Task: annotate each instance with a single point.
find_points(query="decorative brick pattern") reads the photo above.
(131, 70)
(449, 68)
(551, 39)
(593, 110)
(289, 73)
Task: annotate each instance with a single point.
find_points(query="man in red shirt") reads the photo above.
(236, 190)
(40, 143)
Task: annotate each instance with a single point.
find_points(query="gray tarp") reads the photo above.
◆ ◆ ◆ ◆ ◆ ◆ ◆
> [Your objective]:
Set down each record above without changing a single word.

> [Answer to the exercise]:
Task: annotate each instance with a single point.
find_points(query="decorative brick pattern") reads the photo above.
(131, 70)
(449, 68)
(551, 39)
(593, 110)
(289, 73)
Task: annotate each instance with a single point.
find_points(query="man in red shirt") reads the photo above.
(236, 190)
(40, 143)
Task: annotate each instance with a single point.
find_points(query="gray tarp") reads the photo above.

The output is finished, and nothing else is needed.